The report also highlights that “the negative changes in behaviour and outcomes are not sustainable and people need to be encouraged and supported in making positive changes are we emerge from the pandemic.”

Commenting on the survey Minister Donnelly said: “The annual Healthy Ireland Survey is an important snapshot into the health and wellbeing of the people of Ireland. This is particularly important in the context of the COVID-19 pandemic and the learnings we can take from our country’s response in terms of policy and supports that will benefit the future health and wellbeing of the Irish people.”

The survey indicated that the amount of people drinking alcohol at least once a week dropped to 37 per cent from 41 per cent, and even more significantly, those who reported binge drinking (consuming more than 6 standard drinks on any one occasion), have reduced from 28 per cent of the population to 15 per cent. Another significant finding is that 84 per cent of the population (and 90 per cent of women of reproductive age), correctly identify alcohol consumption during pregnancy as unsafe.

“This survey provides valuable insight into the significant impact of Covid-19 on many factors that affect our heart health,"

Janis Morrissey, Head of Health Promotion, Information and Training, The Irish Heart Foundation

Levels of smoking remain similar to those seen in previous years, with 18 per cent of the population smoking daily. Levels noted in 2019 were 17 per cent, but given the change in methodology, it is unlikely that the percentage point change is statistically significant, according to the survey.
········
» **What you will do**
• a. Rewrite the Healthy Ireland Survey text between "Janis Morrissey, Head" and "to the survey.", inclusive, substituting "vaping" for "smoking".
• b. Translate this sentence from the Healthy Ireland Survey text into Spanish: "Levels of smoking remain similar to those seen in previous years, with 18 per cent of the population smoking daily."
········
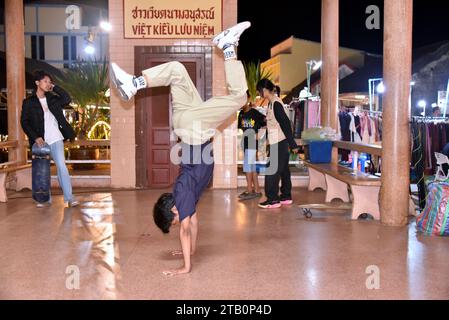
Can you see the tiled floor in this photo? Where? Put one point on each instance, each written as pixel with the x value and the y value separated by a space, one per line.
pixel 244 252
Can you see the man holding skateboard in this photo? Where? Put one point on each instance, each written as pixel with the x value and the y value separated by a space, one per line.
pixel 43 122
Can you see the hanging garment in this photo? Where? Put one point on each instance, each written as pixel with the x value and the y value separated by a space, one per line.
········
» **Set of answers**
• a.
Janis Morrissey, Head of Health Promotion, Information and Training, The Irish Heart Foundation

Levels of vaping remain similar to those seen in previous years, with 18 per cent of the population vaping daily. Levels noted in 2019 were 17 per cent, but given the change in methodology, it is unlikely that the percentage point change is statistically significant, according to the survey.

• b. Los niveles de tabaquismo siguen siendo similares a los observados en años anteriores, con un 18 por ciento de la población que fuma a diario.